▸ **EXTRACTO PROPORCIONADO**:
Su hija María negaba que fuese un brujo, ni que hiciese hechizos, ni que recomendara pócimas o brebaje alguno. “Él cerraba los ojos, le decía al enfermo que confiase en Dios y la persona sanaba”.
Francisco Flores García, el curandero más célebre de la provincia en el siglo pasado, nació en 1884 en la cortijada del Agua Enmedio (al igual que aquel Pascual Artero que conquistó la Isla de Guäm en el Pacífico Sur hace casi cien años).
Era uno de los cuatro hijos de Juan Flores el Zahorí y de María García, que trataban de sobrevivir en una tierra yerma sembrando trigo y patatas y criando gallinas y cabras. Parte de la familia del Santo se embarcó en un trasatlántico para buscar un futuro mejor en el lejano Brasil, trabajando en los campos de cacao.
Frasquito matrimonió con otra lugareña como él, Pura Zamora, con la que tuvo seis retoños a los que no podía alimentar con los escasos recursos de la tierra en la serranía mojaquera.
Marchó a Orán en 1917, con la edad de Cristo, a trabajar a jornal en las matas. Aprendió a laborar en silencio, a ver y callar, mientras con la hoz rebanaba los desnudos atochares. Por las noches oraba en su tienda y transcendió, entre la comunidad, su fama de bondadoso y sus poderes para obrar curaciones.
Eran tiempos en los que con la Guerra del Rif habían germinado en la región toda una suerte de morabitos o guías espirituales mahometanos a los que se les atribuía la gracia de predecir el futuro y sanar heridas con orines de vaca y hiel de pichón. Fueron renombrados el Santón del Gurugú y el de La Puntilla.
Frasquito Flores era el contrapunto cristiano de toda esa caterva de consejeros áulicos rifeños y era escuchado con devoción incluso por los propios musulmanes de Melilla que colocaban una imagen con su retrato en la puerta de sus casas para espantar los malos augurios.

▸ **ÍTEMS PROPORCIONADOS**:

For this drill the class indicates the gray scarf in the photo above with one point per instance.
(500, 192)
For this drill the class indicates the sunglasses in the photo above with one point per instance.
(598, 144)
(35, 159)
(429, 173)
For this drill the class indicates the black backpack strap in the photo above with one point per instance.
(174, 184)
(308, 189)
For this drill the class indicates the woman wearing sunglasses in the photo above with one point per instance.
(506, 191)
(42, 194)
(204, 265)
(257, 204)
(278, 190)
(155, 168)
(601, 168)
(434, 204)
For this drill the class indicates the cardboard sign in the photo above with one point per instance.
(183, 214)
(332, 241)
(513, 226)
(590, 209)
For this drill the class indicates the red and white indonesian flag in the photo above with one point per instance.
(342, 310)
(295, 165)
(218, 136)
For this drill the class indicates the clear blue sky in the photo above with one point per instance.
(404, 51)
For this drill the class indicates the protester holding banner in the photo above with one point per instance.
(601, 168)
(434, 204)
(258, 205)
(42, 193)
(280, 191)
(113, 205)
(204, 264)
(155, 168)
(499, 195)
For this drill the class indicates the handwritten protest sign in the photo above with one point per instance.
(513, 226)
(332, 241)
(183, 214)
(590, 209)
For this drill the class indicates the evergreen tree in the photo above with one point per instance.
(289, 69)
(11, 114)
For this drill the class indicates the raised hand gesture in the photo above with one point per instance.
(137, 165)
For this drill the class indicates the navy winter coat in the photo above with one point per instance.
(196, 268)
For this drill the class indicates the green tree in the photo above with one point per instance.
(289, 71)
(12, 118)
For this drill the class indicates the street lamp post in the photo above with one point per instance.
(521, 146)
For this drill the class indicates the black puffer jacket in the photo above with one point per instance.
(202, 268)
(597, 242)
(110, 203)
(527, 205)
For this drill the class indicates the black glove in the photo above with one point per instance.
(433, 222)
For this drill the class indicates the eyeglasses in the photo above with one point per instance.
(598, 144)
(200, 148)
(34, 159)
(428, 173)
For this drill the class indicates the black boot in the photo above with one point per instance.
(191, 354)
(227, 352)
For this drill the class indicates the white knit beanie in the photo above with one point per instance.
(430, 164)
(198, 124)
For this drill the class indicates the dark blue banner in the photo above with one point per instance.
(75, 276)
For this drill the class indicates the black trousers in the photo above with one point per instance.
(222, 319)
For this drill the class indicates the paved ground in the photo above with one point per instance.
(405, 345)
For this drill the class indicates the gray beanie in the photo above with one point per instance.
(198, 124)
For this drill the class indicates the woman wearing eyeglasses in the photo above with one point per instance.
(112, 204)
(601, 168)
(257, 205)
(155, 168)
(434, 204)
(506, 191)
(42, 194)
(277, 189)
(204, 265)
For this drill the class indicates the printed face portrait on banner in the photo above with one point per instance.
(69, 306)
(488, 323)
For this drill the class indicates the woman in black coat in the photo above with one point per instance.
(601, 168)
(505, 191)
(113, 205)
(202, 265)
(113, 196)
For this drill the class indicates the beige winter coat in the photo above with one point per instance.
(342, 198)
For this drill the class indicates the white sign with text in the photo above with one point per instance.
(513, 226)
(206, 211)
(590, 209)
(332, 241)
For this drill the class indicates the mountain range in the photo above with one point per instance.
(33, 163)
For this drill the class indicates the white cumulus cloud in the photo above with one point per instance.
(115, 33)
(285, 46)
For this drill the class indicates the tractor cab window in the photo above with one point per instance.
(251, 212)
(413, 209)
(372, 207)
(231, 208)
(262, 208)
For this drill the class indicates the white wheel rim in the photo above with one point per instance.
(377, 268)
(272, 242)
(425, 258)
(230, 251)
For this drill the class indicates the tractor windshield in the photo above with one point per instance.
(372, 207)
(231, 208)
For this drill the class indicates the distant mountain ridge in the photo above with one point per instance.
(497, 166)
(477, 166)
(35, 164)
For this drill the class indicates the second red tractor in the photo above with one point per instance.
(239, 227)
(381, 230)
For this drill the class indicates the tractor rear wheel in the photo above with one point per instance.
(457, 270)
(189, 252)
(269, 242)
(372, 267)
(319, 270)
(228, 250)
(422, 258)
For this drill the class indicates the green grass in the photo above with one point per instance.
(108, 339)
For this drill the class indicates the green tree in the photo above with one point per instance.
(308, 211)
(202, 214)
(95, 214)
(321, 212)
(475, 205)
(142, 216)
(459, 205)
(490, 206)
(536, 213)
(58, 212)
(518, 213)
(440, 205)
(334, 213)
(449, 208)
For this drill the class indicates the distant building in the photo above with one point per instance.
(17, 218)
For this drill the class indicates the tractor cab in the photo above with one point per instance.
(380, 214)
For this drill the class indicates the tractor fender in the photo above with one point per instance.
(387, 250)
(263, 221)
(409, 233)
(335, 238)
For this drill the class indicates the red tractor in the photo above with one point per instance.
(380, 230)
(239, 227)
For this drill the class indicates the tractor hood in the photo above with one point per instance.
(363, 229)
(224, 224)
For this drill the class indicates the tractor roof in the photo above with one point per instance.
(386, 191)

▸ **QUÉ HACER**:
Copia el extracto sobre Francisco Flores comenzando en "Francisco Flores García, el" y siguiendo hasta "campos de cacao.", y cambia "trigo" por "cebada". Los ítems proceden de una fuente distinta a la del extracto.

▸ **RESULTADO OBTENIDO**:
Francisco Flores García, el curandero más célebre de la provincia en el siglo pasado, nació en 1884 en la cortijada del Agua Enmedio (al igual que aquel Pascual Artero que conquistó la Isla de Guäm en el Pacífico Sur hace casi cien años).
Era uno de los cuatro hijos de Juan Flores el Zahorí y de María García, que trataban de sobrevivir en una tierra yerma sembrando cebada y patatas y criando gallinas y cabras. Parte de la familia del Santo se embarcó en un trasatlántico para buscar un futuro mejor en el lejano Brasil, trabajando en los campos de cacao.